> **Work instructions**
Among the lines below, copy each one in which "jacket" appears.

Photo-based referring expression data
*** Block opens ***
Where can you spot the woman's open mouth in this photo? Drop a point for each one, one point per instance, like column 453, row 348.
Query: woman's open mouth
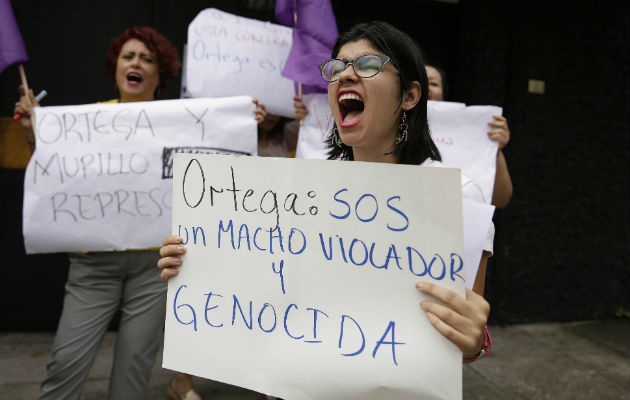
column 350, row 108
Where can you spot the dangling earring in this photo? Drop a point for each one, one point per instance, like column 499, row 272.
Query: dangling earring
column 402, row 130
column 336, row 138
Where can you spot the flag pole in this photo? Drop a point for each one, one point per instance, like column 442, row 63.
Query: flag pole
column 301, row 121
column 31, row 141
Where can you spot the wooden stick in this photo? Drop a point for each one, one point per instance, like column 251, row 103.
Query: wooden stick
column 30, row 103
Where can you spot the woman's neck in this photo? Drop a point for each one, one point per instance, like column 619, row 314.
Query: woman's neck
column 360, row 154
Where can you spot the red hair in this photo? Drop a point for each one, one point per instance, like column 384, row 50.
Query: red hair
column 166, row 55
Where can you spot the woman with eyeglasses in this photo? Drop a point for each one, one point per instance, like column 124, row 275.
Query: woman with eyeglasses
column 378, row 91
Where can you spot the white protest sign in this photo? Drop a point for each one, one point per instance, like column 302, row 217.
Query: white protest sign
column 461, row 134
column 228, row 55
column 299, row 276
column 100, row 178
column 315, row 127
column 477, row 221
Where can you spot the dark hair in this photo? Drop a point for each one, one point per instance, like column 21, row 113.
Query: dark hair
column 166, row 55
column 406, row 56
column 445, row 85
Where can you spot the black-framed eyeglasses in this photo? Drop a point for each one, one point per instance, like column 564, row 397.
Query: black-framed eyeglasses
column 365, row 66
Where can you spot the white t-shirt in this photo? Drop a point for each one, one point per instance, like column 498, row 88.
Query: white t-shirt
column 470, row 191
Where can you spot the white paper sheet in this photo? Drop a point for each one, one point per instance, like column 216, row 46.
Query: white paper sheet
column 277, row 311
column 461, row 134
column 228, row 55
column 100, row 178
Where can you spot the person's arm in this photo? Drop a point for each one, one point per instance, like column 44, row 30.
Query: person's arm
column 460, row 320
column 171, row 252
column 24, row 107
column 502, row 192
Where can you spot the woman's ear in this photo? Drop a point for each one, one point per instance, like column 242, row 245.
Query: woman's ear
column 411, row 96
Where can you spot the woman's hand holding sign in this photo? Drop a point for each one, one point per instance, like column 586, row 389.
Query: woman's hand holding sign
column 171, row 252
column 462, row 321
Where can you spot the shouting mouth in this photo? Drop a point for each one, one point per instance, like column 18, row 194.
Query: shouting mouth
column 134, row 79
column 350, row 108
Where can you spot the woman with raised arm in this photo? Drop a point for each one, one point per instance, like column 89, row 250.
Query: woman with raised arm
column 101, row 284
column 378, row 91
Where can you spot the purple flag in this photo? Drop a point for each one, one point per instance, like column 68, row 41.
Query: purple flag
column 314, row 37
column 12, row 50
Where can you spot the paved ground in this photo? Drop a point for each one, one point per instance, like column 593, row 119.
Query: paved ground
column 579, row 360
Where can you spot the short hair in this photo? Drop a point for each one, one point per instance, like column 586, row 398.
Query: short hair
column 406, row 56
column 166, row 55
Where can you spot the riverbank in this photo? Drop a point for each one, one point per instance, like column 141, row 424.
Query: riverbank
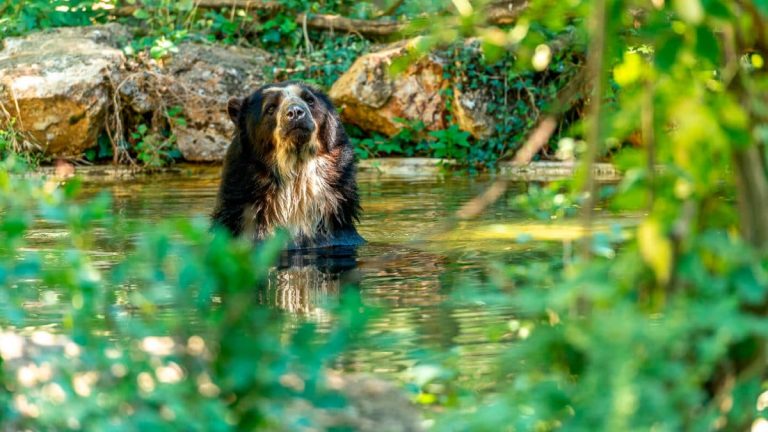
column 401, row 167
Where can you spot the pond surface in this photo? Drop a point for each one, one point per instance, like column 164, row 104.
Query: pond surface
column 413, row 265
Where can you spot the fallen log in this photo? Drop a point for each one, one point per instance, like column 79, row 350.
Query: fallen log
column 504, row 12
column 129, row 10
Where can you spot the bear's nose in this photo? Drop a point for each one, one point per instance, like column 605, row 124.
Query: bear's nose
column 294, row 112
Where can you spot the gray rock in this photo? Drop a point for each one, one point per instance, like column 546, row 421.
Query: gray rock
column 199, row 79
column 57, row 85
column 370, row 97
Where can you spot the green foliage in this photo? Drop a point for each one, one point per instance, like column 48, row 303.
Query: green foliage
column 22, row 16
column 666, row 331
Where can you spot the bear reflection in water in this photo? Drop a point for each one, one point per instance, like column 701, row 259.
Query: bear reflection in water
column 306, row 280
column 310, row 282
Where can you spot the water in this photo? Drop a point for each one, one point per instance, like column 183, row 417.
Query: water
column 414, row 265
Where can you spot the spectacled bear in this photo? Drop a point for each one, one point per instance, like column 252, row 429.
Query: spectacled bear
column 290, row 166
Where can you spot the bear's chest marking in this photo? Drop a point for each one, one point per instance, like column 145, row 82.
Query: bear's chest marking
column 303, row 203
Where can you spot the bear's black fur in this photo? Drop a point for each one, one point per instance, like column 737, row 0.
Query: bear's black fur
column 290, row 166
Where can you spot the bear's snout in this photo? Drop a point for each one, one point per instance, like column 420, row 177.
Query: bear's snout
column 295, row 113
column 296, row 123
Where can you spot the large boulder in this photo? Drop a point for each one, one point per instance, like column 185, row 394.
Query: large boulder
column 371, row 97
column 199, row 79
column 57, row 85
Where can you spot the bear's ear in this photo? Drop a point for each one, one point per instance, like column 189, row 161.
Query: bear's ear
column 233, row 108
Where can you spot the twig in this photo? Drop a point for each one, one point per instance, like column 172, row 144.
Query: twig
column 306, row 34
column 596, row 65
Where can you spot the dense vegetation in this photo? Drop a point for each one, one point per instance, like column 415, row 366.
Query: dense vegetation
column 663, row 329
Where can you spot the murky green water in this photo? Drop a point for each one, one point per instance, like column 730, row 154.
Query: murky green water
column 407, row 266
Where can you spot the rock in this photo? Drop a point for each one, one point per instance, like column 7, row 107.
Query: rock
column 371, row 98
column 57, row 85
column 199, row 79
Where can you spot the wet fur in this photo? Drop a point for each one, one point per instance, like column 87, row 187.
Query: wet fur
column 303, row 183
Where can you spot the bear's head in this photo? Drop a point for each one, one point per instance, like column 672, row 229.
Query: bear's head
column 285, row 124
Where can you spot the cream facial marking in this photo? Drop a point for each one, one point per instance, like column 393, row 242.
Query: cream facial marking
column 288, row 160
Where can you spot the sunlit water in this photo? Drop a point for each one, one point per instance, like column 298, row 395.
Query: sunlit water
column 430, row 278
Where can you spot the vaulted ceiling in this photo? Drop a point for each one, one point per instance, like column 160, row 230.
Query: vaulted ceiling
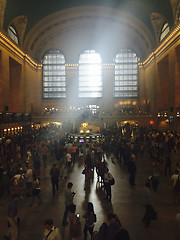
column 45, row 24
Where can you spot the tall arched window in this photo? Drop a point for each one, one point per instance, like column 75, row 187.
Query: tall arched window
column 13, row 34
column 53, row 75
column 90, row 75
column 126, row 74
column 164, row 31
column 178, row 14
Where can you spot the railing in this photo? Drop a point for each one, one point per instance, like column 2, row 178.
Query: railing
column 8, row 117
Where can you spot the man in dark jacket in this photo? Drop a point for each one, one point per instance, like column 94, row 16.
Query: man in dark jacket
*** Block closes ***
> **Output of the exercise**
Where can you spot the man in dark jacket in this photo? Drop a point for each one, one point per instance, like column 94, row 16.
Query: man in dark jacket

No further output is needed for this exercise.